PROBLEMS AND TASKS —
**a.** Decide whether each statement agrees with the profile of Elizabeth Gowing below, answering yes or no and quoting the words that decide it: (i) Gowing went to live in Kosovo in 2006. (ii) The Ideas Partnership was founded in 2011. (iii) Theresa May presented Gowing with the 'Mother Teresa Award'.
**b.** Using the profile of Elizabeth Gowing below, answer these questions:
(i) Where did Gowing gain her teaching qualification?
(ii) Which competition did she win in 2014?
(iii) In what year was she made a citizen of the Republic of Kosovo?

British writer and traveller

Elizabeth Gowing is a British-Kosovan teacher, writer, and activist.

== Teaching ==

Elizabeth Gowing was educated at and Magdalen College, Oxford. She gained her teaching qualification at the Institute of Education in London. She then taught in inner-city state sector primary schools in the London boroughs of Hackney, Islington, and Lambeth.

== Translating ==

In 2006 she went to live in Kosovo, where her partner Robert Wilton had been invited as an advisor to the Prime Minister Agim Çeku.

She translated from Albanian to English the biography of Yugoslavia's longest-held political prisoner, Adem Demaçi, as well as the memoirs of the Ottoman and Albanian politician Hasan Prishtina. She won the Independent on Sunday and Bradt Travel Writing Competition in 2014.

== Charity work and activism ==

In her early years in Kosovo, Gowing carried out voluntary and charitable work. In 2009, together with Wilton, she founded The Ideas Partnership as an NGO to give some framework for such activities. While its remit encompassed sustainable development and cultural heritage as well as education, the charity came to focus on ethnic minority education and empowerment. Her book The Rubbish-Picker’s Wife recounts how she developed the charity, her friendship with an Ashkali woman, and her awareness of the challenges that Kosovo's marginalized Ashkali, Egyptians and Roma face in trying to access services and sustain community identity.

In recognition of her inspirational role, promotion of volunteering and engagement with charitable work, Gowing was given the 'Mother Teresa Award' for humanitarianism by the Kosovo President Atifete Jahjaga in 2016. She was given a 'Points of Light' award by UK Prime Minister Theresa May in 2017.

In 2018, by Presidential decree, she was made a citizen of the Republic of Kosovo, where she continues to live and work. In 2021, the Kosovo Prime Minister Albin Kurti Kurti gave her a cabinet position as his government's adviser on community affairs.

RECORDED DATA —
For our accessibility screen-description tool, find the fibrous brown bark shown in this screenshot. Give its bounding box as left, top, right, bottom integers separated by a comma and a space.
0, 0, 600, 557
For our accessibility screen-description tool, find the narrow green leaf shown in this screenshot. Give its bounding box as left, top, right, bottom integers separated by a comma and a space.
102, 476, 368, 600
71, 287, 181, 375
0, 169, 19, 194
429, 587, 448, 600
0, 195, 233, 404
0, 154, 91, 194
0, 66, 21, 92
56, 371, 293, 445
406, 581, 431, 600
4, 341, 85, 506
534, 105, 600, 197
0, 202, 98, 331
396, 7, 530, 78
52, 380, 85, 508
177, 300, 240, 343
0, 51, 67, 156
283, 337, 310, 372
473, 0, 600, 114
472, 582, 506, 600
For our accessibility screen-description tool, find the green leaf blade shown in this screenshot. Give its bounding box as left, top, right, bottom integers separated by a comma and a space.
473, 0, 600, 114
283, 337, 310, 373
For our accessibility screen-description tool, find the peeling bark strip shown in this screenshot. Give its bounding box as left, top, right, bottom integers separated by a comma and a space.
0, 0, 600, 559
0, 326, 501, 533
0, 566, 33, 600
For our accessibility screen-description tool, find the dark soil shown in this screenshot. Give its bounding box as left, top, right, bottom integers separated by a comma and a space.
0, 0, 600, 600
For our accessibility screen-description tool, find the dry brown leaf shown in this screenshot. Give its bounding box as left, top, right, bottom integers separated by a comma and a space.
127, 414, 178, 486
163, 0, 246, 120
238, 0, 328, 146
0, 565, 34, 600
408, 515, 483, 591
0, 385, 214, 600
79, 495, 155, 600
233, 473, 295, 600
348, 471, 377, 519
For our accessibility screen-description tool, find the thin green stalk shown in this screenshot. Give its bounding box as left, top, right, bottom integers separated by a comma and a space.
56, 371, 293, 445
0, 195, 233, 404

SOLUTIONS FOR EACH TASK —
**a.**
(i) Yes: "In 2006 she went to live in Kosovo"
(ii) No: "In 2009, together with Wilton, she founded The Ideas Partnership as an NGO"
(iii) No: "Gowing was given the 'Mother Teresa Award' for humanitarianism by the Kosovo President Atifete Jahjaga in 2016"

**b.**
(i) The Institute of Education in London
(ii) The Independent on Sunday and Bradt Travel Writing Competition
(iii) 2018